_EXTRACT TO READ_:
Toast to science

Retiring teacher to be roasted at banquet

Dwight Daugherty, Advanced Placement physics and chemistry teacher at Cabot High School, plans to retire at the end of this school year. He will be this year’s honoree at the Cabot Scholarship Foundation’s Roast and Toast on March 7.
Dwight Daugherty, Advanced Placement physics and chemistry teacher at Cabot High School, plans to retire at the end of this school year. He will be this year’s honoree at the Cabot Scholarship Foundation’s Roast and Toast on March 7.

A good teacher honestly and deeply cares about what his or her students learn in the classroom — both about the subject matter for class and about life. At least, that’s what Dwight Daugherty believes.

Daugherty, an Advanced Placement physics and chemistry teacher at Cabot High School, plans to retire at the end of the school year after 20 years with the district.

Daugherty will be this year’s honoree at the Cabot Scholarship Foundation’s annual Roast & Toast Banquet on March 7. The foundation was formed in 1992 and gives scholarships to seniors each year. This year, the foundation will award scholarships to 116 Cabot High School seniors, totaling $119,300.

Not only is Daugherty the honoree of this year’s event, but he is an avid supporter of the Cabot Scholarship Foundation. Several years ago, he came up with the idea for district employees to fund scholarships through donations directly from their paychecks.

“I was motivated by a desire to give back,” he said. “I had a niece who came through the school system. A person associated with the foundation contacted me and said, ‘I would like to fund your niece — separate from the foundation — but I want you to administer the funds.’ … This person gave my niece $2,500 a semester to get her through school. I knew on a teacher’s salary I could never pay that back, so this was the only way I could think of to give back.”

The first year, employees gave a total of $800 in the two months before the banquet. The scholarship foundation agreed to contribute to round the amount to an even $1,000. This year, the teachers have contributed $22,000 for scholarships.

The Roast & Toast Banquet is the foundation’s only fundraising event throughout the year. Individual tickets are $30, and a table of eight is $240. Tickets may be purchased at the Cabot High School office.

To Daugherty, imparting knowledge to his students is his primary aim.

“To me, education is not about a bunch of tests or how well you do on some kind of standardized evaluation. It’s how much you know,” he said. “For me, I want my kids to understand something rather than do really well at a three-hour test at the end of the year.

“I couldn’t care less about that test. I get really excited when a kid texts and says, ‘I just walked in to take my college final in chemistry, and the professor told me to go home because I already had a 99 in the class.’ That is my affirmation.”

Daugherty’s path to teaching was a roundabout one that he began almost two decades after graduating from high school.

_CHALLENGES_:
1. Translate this sentence from the article on the retiring teacher into Spanish: "The Roast & Toast Banquet is the foundation’s only fundraising event throughout the year."
2. From the article on the retiring teacher, extract the passage that begins at the words "The first year, employees" and stops after "of the year.", copying it word for word.

_RAW DATA_:
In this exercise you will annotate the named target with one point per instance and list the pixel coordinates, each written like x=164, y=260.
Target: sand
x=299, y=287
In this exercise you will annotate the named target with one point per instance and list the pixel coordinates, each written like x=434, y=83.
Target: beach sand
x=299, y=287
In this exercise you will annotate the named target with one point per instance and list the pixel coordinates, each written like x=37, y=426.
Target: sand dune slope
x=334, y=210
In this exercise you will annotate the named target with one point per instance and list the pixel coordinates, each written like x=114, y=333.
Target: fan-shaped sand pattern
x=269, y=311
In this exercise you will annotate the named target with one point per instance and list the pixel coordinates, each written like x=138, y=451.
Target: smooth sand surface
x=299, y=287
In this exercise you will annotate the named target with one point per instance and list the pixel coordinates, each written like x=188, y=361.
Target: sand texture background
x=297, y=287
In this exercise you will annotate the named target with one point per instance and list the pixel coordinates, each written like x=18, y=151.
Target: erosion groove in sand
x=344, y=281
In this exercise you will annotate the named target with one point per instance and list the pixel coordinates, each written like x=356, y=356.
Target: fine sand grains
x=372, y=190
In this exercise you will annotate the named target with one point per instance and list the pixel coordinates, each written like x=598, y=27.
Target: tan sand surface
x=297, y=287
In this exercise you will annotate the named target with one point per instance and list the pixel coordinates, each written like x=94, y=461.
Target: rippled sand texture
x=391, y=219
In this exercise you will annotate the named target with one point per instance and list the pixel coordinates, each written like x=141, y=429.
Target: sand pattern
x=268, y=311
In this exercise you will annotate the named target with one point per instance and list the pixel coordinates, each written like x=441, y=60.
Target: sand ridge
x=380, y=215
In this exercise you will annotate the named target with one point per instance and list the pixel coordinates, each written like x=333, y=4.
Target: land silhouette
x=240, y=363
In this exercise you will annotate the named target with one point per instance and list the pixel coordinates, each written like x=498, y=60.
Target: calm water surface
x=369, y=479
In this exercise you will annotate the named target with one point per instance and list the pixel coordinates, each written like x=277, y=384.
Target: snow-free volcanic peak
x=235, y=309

_WORKED SOLUTIONS_:
1. El banquete Roast & Toast es el único evento de recaudación de fondos de la fundación durante todo el año.

2.
The first year, employees gave a total of $800 in the two months before the banquet. The scholarship foundation agreed to contribute to round the amount to an even $1,000. This year, the teachers have contributed $22,000 for scholarships.

The Roast & Toast Banquet is the foundation’s only fundraising event throughout the year. Individual tickets are $30, and a table of eight is $240. Tickets may be purchased at the Cabot High School office.

To Daugherty, imparting knowledge to his students is his primary aim.

“To me, education is not about a bunch of tests or how well you do on some kind of standardized evaluation. It’s how much you know,” he said. “For me, I want my kids to understand something rather than do really well at a three-hour test at the end of the year.